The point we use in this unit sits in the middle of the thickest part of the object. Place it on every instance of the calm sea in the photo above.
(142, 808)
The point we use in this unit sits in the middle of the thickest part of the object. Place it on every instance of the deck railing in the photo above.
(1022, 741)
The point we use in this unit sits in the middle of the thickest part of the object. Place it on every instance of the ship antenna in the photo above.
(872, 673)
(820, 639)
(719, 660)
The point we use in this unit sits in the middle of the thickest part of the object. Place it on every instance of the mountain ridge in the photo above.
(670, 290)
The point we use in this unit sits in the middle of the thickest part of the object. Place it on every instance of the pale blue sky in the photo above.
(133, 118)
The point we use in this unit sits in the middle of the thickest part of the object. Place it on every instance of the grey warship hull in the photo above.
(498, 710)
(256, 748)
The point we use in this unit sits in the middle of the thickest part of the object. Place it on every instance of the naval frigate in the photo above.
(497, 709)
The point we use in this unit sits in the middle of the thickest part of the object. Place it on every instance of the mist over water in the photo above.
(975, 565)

..............................

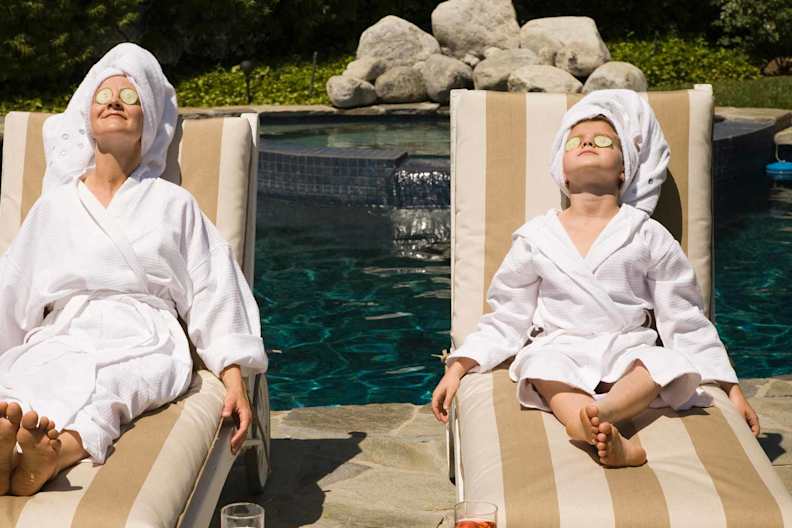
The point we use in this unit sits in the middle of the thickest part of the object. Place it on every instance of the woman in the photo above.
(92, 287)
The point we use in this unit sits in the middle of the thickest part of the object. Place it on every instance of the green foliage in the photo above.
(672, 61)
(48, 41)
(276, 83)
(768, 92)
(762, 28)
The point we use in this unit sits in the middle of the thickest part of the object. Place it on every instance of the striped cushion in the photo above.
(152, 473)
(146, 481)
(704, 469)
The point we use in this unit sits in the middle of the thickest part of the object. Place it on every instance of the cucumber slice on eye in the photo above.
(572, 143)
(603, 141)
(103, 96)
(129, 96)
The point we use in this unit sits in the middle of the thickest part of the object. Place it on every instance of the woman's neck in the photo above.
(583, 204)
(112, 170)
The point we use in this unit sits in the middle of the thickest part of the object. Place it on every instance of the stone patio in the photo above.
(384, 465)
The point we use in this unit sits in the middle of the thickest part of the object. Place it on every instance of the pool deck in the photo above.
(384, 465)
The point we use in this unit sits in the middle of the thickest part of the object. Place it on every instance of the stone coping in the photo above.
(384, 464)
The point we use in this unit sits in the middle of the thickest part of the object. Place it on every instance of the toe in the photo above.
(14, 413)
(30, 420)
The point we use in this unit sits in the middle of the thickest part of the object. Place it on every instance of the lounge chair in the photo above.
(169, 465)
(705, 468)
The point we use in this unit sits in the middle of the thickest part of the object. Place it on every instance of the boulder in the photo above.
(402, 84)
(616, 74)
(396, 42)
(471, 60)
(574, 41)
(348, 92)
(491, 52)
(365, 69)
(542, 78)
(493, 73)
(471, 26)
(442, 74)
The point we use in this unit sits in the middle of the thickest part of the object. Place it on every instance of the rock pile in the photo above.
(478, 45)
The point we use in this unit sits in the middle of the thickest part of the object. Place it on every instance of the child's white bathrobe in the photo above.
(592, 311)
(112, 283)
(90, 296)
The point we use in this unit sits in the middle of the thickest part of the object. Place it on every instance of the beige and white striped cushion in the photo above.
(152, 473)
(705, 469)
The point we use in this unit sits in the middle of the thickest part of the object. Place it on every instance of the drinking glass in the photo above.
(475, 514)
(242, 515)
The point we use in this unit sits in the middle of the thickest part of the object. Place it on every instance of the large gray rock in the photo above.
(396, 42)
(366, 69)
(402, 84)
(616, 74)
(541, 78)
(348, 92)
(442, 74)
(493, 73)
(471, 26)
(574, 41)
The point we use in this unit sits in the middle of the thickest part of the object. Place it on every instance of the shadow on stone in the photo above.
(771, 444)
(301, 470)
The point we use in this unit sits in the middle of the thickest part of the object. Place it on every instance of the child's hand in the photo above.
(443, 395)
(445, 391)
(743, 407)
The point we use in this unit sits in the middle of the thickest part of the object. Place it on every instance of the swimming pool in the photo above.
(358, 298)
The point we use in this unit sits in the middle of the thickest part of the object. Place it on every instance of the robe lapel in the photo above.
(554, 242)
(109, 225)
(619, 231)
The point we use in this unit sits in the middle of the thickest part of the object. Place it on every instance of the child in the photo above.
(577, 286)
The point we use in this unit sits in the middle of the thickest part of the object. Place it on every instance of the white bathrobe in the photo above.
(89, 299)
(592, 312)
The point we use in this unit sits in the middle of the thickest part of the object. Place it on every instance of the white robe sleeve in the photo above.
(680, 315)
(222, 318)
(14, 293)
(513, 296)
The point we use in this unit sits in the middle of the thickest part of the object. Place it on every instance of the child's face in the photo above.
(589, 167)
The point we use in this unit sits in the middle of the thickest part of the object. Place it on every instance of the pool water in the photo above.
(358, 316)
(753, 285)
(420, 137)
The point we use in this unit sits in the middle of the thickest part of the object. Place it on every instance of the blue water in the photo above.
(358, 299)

..............................

◆ WRITTEN REQUEST ◆
Count the lines in the records above that contain the string "white", treating uppercase and lowercase as different. Reply with the number only.

◆ SOLUTION TO THE PROBLEM ◆
4